Lesetext
● ● ● ●
So ist es auch in normalen Zeiten: ich bin für die Frühschicht zuständig und Nils holt Hanna aus dem Kindergarten ab und ist dann nachmittags mit ihr zu Hause und kümmert sich. So bekommen wir Familie und Arbeit seit fünf Jahren – Hanna wird jetzt sechs – unter einen Hut und können uns beide beruflich verwirklichen, aber auch beide Zeit mit unserer Tochter verbringen und für sie da sein. Natürlich ist das auch manchmal eine Herausforderung und erfordert sehr viel Absprache; wir planen immer sonntags, wie die nächste Woche aussieht. Und wenn einer auf Dienstreise geht, dann muss man jonglieren, aber es funktioniert sehr gut und ist uns sehr wichtig. Gleichberechtigung ist für uns ein zentraler Wert, den wir Hanna vorleben und mitgeben wollen.

Wie empowerst du deine Mitarbeiter?
● ● ● ●
Bereitgestelltes Material
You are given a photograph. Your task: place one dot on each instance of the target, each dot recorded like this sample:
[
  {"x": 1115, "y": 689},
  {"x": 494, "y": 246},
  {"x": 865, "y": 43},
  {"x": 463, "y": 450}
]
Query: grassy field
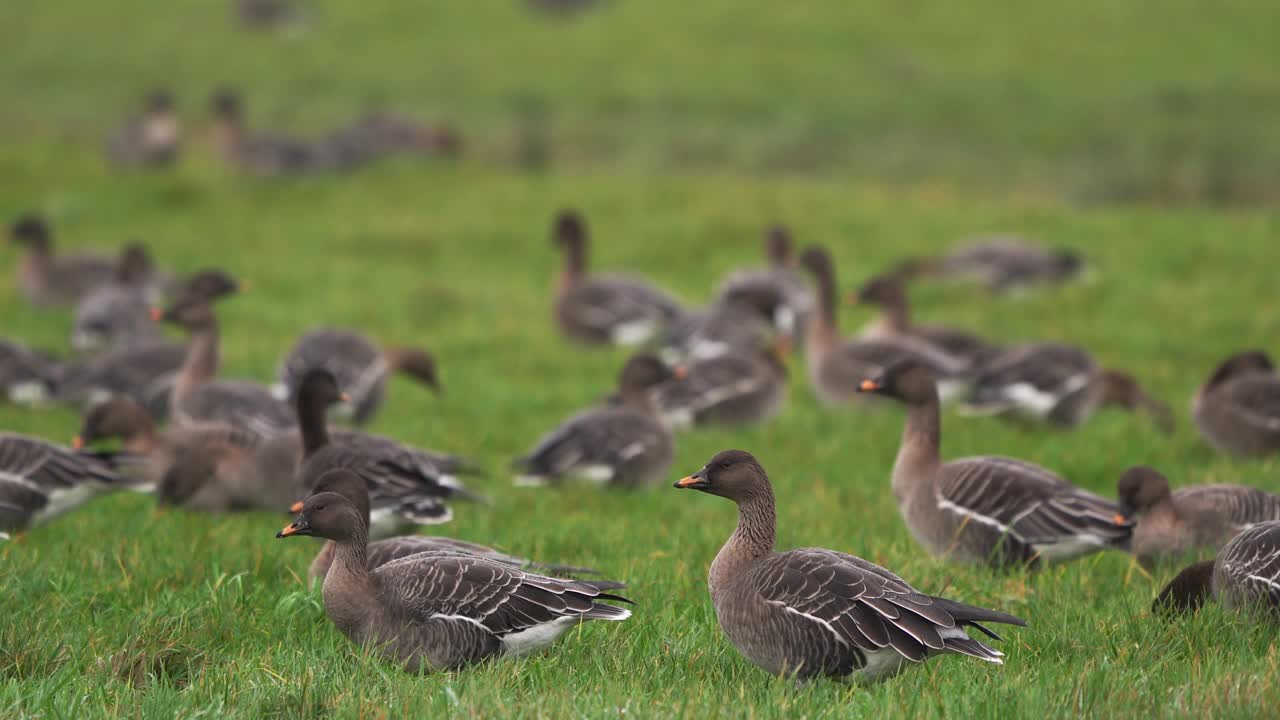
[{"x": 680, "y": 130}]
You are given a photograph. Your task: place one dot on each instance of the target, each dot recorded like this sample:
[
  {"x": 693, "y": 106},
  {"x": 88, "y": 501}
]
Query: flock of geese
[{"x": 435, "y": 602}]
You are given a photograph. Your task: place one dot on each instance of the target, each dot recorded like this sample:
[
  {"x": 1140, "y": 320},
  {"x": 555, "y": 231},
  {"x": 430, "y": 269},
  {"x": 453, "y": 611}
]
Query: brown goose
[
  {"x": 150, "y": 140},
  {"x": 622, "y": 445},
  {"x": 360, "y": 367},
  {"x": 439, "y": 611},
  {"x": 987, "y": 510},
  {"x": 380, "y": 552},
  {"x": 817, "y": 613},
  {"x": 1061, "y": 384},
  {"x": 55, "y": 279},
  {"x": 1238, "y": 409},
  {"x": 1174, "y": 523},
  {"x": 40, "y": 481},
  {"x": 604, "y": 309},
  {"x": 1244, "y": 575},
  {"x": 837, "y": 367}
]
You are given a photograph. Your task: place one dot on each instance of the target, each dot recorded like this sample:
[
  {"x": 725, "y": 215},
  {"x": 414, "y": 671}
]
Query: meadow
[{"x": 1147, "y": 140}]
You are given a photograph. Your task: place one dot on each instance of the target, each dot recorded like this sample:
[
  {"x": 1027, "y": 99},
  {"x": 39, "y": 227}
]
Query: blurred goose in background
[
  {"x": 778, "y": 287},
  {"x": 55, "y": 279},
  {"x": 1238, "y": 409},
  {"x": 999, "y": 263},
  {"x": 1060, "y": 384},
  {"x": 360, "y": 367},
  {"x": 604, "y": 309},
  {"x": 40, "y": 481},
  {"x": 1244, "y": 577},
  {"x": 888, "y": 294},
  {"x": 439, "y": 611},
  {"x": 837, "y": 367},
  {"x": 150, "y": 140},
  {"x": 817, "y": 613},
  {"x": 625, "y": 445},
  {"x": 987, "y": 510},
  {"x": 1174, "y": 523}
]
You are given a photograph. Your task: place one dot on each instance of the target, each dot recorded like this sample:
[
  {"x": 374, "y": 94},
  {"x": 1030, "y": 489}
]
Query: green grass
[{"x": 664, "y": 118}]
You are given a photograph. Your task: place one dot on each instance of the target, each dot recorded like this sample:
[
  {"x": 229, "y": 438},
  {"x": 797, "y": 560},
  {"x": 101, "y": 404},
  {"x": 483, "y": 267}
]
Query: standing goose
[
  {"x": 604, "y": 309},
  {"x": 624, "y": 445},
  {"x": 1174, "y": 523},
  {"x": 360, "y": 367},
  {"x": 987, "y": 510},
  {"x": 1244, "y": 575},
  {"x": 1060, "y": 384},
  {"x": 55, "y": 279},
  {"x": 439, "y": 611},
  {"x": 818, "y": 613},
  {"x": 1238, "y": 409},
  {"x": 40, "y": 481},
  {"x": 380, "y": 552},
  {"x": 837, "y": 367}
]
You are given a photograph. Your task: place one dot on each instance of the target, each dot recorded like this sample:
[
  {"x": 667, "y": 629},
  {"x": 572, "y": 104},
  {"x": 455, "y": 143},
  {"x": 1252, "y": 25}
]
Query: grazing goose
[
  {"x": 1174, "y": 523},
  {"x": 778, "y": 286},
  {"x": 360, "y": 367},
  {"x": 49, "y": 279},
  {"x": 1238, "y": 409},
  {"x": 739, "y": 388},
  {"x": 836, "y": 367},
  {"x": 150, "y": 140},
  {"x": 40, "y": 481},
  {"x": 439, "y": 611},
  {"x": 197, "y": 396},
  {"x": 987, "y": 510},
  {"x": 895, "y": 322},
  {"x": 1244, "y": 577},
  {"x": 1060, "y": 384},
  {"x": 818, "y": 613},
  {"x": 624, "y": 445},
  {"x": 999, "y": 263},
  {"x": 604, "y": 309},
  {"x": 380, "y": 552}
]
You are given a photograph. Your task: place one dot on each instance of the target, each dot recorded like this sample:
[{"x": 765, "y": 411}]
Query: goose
● ● ● ●
Fragen zum Material
[A] Zähle bitte alle Tätigkeiten auf, die Nils laut dem Lesetext in normalen Zeiten übernimmt.
[B] Führe den Lesetext im Anschluss an seine letzte Zeile „Wie empowerst du deine Mitarbeiter?“ fort.

Lösungen der Aufgaben
[A]
- Er holt Hanna aus dem Kindergarten ab.
- Er ist nachmittags mit ihr zu Hause.
- Er kümmert sich.

[B]
Da müsstest Du meine Mitarbeiter fragen. Genau sagen kann ich es nicht, aber ich hoffe, dass sie sich von mir empowered fühlen. Ich bin jemand, der schon die Richtung vorgibt, und ich habe eine Idee, wo ich hin möchte mit meinem Team, was das Ziel ist. Dann wiederum kann ich aber auch sehr viel Freiheit lassen, zumindest solange ich das Gefühl habe, es läuft. Ich weiß, ich habe hohe Ansprüche sowohl an mich als auch an das Team. Wichtig ist aber, nicht nur die Ansprüche zu kommunizieren, sondern dem Team dabei zu helfen, dorthin zu kommen und dabei eine Art Mentoren-Rolle zu übernehmen. Wir arbeiten quasi in einer Schnittstellenfunktion mit sehr viel Troubleshooting und „Führen ohne Macht“. Wir sind fachlich für die Ausrichtung vieler Anderer verantwortlich – das ist eine große Herausforderung, wenn man nicht disziplinarisch vorgesetzt ist. Da versuche ich das Team hinzuführen und sie zu coachen. Die Nagelprobe meiner Empowerment-Fähigkeiten steht jetzt an: ich werde ein fünfmonatiges Sabbatical machen. In diesen fünf Monaten wird sich zeigen, ob ich mein Team empowered habe und sie ohne mich als Führungskraft klar kommen. Eine Herausforderung für alle, aber ich bin mir sicher, dass das Team dies wuppen wird!

Welche Chancen siehst du in der aktuellen Situation?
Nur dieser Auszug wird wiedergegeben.